ŁKS Commercecon z pewnym zwycięstwem. Ostatni mecz fazy grupowej Ligi Mistrzyń w Łodzi

W sercach kibiców ŁKS Commercecon Łódź wciąż żywa jest nadzieja na wyjście z grupy w Lidze Mistrzyń. Do tego jednak potrzebne było pewne zwycięstwo z hiszpańskim Tenerife La Laguna. Łodzianki nie pozostawiły rywalkom żadnych złudzeń i mecz wygrały bez straty seta.

Już od samego początku ŁKS Commercecon zaznaczał, kot jest faworytem tego meczu i kto gra o pełną pulę. Gospodynie punktowały bardzo konsekwentnie, bardzo dobrze grały zagrywką i skutecznie blokiem. Przyjezdne miały duże problemy z wyprowadzeniem akcji, nawet na pozór prosta piłka sprawiała problemy z przyjęciem, a to uniemożliwiało skuteczny atak. Na taki stan rzeczy reagował trener Tenerife La Laguny. Dwie przerwy i zmiana taktyki przyniosły skutek. Zdobyte 6 punktów na tylko jeden Wiewiór i stan meczu zaczynał być coraz bardziej wyrównany. Bierny nie pozostał również Alessandro Chiappini. Na parkiet wróciły Roberta Ratzke i Valentina Diouf i gra ełkaesianek zaczynała wracać na wysoki poziom. Powróciła skuteczność w ataku i dobre przyjęcie, co pozwoliła na pewne zwycięstwo.

Totalna dominacja

Drugi set zaczął się bliźniaczo podobnie do pierwszego. ŁKS Commercecon dobrze punktował, gościnie miały problemy niemal w każdym elemencie gry. Kolejny raz wyróżniały się Kamila Witkowska, Valentina Diouf i Roberta Ratzke. W pewnym momencie przewaga łódzkich Wiewiór sięgała dziesięciu punktów, trener zespołu z Teneryfy znów reagował braniem czasu, ale na niewiele się to zdało. Set zakończył totalną dominacją i zwycięstwem łodzianek 25:14.

#####

Zadania do wykonania>
#1 Dlaczego według tekstu o meczu ŁKS Commercecon zawodniczki Tenerife La Laguna na początku spotkania nie mogły skutecznie atakować? Odpowiedz w jednym do trzech zdań.
#2 Odszukaj w rekordach każdy wiersz, w którym występuje słowo "water", i przepisz go.

Fragmenty danych wskazań
#####

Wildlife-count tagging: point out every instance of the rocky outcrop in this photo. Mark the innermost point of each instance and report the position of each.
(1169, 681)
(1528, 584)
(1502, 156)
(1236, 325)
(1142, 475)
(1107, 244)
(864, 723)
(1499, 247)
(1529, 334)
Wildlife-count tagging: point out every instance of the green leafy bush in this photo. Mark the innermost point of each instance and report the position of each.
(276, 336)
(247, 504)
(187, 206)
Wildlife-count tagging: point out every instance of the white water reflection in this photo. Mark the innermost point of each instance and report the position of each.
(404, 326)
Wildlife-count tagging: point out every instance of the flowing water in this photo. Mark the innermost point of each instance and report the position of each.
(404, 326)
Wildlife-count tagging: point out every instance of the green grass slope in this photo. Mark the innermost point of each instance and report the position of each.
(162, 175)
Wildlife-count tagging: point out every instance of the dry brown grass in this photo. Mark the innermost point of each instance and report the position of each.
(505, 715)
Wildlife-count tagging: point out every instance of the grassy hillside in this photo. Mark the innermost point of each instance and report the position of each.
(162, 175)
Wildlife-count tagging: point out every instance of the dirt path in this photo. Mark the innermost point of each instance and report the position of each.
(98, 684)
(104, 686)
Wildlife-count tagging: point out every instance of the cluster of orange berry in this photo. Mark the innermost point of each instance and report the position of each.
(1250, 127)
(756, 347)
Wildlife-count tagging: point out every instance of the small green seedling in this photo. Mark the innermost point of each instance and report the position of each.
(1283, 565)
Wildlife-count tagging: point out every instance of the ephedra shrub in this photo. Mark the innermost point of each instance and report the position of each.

#####

Odpowiedzi do zadań>
#1 Zawodniczki Tenerife La Laguna miały duże problemy z wyprowadzeniem akcji, a nawet pozornie prosta piłka sprawiała im kłopoty z przyjęciem. To słabe przyjęcie uniemożliwiało im skuteczny atak.

#2
Wildlife-count tagging: point out every instance of the white water reflection in this photo. Mark the innermost point of each instance and report the position of each.
Wildlife-count tagging: point out every instance of the flowing water in this photo. Mark the innermost point of each instance and report the position of each.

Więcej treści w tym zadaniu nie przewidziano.